**** VORGEGEBENER TEXT ****

Denn die ist ungleich komplizierter als die Idee. "Es gibt zwar viele Materialien, die leichter als Stahl oder Aluminium sind", sagt Gerhard Schindelbacher vom Österreichischen Gießerei-Institut (ÖGI), "die Frage ist nur: Wie bringen wir diese mit bekannten oder anderen neuen Werkstoffen so zusammen, dass sie die Belastungen im Automobil auch aushalten?"

Liebesheiraten seien das nämlich in den allermeisten Fällen nicht, so der Experte. Leichtmetalle wie Magnesium können etwa nicht - jedenfalls nicht so, dass es hält - mit anderen Metallen verschweißt werden. Auch für Stahl-Aluminium-Verbindungen oder alles, was mit kohlefaserverstärktem Kunststoff zu tun hat, müssen die Techniker tief in die Trickkiste greifen.

Plattform gegründet

Während allerdings die Großen der Branche wie BMW, Audi, Daimler, Volkswagen und Co viel Geld in die Hand nehmen, um solche Leichtbauverbindungen zu erforschen, haben kleine und mittlere Unternehmen (KMU) häufig keine Ressourcen, um eigene Forschungsprojekte zu betreiben. Damit die österreichischen Zulieferer in diesem Bereich nicht den Anschluss verlieren und für die künftigen Anforderungen der Hersteller gewappnet sind, wurde Ende letzten Jahres unter dem Dach des Verbandes Austrian Cooperative Research (ACR) die Kompetenzplattform "Multi-Material-Verbindungen" (MMV) ins Leben gerufen.

"In KMUs bleibt im aufreibenden Tagesgeschäft oft kaum Zeit, sich um Zukunftsthemen zu kümmern", sagt Johann Jäger, Geschäftsführer der ACR. "Wir wollen daher ein Technologievermittler zwischen den großen Automobilbauern und der heimischen Zuliefererindustrie sein." In dem zunächst auf 18 Monate angelegten Forschungsprojekt, das vom Wirtschaftsministerium unterstützt wird, sollen verschiedene Fügetechniken, die Eigenschaften solcher Verbindungsstellen und Methoden zu deren Prüfung und Charakterisierung sowie das Verhalten bei Alterung des Werkstoffverbundes untersucht werden.

Vier ACR-Mitgliedsinstitute bündeln dabei ihre Materialkompetenz: das Österreichische Forschungsinstitut für Chemie und Technik (ofi), das Österreichische Gießerei-Institut (ÖGI), die Schweißtechnische Zentralanstalt (SZA) sowie das Zentrum für Elektronenmikroskopie (ZFE). "Gussbauteile eignen sich beispielsweise sehr gut für den Leichtbau", sagt ÖGI-Mann Schindelbacher.

****

## AUFGABEN
1. Tippe aus dem Text zum Leichtbau die Stelle von "Liebesheiraten seien das" bis einschließlich "die Trickkiste greifen." genau ab.
2. Gib den Absatz im Text zum Leichtbau, der mit „Während allerdings die Großen der Branche“ beginnt, als kurze Stichpunktliste wieder und behalte dabei die wichtigsten Fakten bei.

**** ANGEZEIGTE ZEILEN ****

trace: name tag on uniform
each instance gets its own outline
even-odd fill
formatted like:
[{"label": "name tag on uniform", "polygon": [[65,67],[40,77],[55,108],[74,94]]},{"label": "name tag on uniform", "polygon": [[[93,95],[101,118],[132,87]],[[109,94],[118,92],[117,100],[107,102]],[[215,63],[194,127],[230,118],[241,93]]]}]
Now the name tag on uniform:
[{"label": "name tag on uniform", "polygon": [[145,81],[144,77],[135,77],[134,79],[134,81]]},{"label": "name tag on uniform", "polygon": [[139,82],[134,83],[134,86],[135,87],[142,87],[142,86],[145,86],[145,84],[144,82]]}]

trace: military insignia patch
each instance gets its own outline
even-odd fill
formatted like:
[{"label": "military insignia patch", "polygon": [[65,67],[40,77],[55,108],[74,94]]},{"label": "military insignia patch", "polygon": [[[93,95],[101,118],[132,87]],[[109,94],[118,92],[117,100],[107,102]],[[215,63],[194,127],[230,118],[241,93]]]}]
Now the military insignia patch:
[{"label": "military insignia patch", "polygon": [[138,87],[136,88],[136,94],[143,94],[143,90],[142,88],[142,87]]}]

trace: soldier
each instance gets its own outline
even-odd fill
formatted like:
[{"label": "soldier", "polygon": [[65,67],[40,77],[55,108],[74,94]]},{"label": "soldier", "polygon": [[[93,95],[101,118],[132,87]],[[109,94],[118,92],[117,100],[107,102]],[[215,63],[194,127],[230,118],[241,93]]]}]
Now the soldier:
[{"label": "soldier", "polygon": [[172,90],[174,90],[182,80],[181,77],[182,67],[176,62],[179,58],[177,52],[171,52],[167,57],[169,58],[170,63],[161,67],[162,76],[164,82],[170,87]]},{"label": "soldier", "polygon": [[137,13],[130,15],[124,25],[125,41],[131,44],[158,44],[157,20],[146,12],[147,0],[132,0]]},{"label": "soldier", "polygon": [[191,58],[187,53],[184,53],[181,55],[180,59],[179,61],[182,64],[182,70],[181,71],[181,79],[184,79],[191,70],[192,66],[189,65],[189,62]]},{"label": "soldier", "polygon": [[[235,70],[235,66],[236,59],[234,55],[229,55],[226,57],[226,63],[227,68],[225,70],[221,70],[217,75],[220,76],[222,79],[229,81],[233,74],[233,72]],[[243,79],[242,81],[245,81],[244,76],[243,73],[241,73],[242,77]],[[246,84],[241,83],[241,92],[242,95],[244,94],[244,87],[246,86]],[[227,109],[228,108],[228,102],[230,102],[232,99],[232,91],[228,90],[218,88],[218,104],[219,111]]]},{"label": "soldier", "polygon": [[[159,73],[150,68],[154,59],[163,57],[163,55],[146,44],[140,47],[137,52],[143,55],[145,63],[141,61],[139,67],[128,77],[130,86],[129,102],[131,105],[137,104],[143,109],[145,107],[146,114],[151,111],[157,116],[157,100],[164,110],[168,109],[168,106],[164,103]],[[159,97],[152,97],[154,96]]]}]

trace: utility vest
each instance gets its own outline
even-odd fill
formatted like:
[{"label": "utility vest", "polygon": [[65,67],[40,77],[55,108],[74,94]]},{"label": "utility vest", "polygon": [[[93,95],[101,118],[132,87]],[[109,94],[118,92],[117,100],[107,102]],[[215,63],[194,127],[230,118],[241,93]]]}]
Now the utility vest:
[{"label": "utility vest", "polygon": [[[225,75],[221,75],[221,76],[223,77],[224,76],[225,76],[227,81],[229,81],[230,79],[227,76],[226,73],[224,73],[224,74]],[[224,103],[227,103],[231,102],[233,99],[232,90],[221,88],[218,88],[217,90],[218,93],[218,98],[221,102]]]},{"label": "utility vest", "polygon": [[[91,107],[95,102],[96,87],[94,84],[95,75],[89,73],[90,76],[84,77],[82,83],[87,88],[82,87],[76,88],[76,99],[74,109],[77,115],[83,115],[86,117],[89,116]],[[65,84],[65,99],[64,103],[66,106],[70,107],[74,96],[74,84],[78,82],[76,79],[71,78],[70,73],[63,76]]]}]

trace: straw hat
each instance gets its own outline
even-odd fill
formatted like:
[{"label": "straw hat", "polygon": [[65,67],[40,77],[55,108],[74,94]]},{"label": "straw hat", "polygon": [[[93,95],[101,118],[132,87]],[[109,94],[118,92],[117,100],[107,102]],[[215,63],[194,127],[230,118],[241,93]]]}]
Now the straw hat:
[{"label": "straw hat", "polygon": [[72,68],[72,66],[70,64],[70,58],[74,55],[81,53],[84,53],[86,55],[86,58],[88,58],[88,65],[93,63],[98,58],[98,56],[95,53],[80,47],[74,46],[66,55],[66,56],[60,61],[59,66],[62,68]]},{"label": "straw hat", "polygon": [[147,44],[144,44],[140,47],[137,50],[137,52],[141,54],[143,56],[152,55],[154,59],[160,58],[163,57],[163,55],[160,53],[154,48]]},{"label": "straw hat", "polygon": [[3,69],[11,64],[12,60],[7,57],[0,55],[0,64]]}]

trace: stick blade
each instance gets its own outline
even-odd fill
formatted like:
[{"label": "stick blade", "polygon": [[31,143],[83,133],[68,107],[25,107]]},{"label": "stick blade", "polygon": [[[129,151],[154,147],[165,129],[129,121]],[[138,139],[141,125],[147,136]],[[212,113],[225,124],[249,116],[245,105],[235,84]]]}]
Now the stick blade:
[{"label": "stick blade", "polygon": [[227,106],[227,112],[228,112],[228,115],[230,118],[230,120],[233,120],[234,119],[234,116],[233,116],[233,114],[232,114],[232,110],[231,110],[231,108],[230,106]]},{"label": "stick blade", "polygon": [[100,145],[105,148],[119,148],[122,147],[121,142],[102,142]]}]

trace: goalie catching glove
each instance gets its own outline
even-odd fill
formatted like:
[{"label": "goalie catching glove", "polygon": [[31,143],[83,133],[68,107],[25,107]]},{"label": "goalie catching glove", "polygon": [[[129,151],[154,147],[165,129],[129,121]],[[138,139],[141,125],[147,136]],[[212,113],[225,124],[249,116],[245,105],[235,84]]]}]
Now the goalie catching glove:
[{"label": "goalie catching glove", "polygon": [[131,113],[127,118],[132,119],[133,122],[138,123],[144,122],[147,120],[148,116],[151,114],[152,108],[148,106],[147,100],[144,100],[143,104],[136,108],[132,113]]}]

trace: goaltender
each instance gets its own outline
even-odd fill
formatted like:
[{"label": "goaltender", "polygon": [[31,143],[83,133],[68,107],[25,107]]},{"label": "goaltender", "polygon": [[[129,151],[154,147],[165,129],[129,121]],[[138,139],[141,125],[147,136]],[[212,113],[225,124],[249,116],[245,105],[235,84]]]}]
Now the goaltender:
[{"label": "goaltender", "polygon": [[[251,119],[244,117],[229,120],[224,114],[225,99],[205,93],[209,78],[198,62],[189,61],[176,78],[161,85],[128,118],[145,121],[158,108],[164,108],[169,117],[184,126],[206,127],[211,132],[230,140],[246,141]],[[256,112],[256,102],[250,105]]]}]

****

## ANTWORTEN JE AUFGABE
1.
Liebesheiraten seien das nämlich in den allermeisten Fällen nicht, so der Experte. Leichtmetalle wie Magnesium können etwa nicht - jedenfalls nicht so, dass es hält - mit anderen Metallen verschweißt werden. Auch für Stahl-Aluminium-Verbindungen oder alles, was mit kohlefaserverstärktem Kunststoff zu tun hat, müssen die Techniker tief in die Trickkiste greifen.

2.
- Große Autohersteller wie BMW, Audi, Daimler und Volkswagen stecken viel Geld in die Erforschung von Leichtbauverbindungen.
- Kleine und mittlere Unternehmen (KMU) haben oft keine Mittel für eigene Forschungsprojekte.
- Damit österreichische Zulieferer den Anschluss nicht verlieren und für künftige Anforderungen der Hersteller gerüstet sind, wurde Ende letzten Jahres die Kompetenzplattform „Multi-Material-Verbindungen“ (MMV) gegründet.
- Die Plattform gehört zum Verband Austrian Cooperative Research (ACR).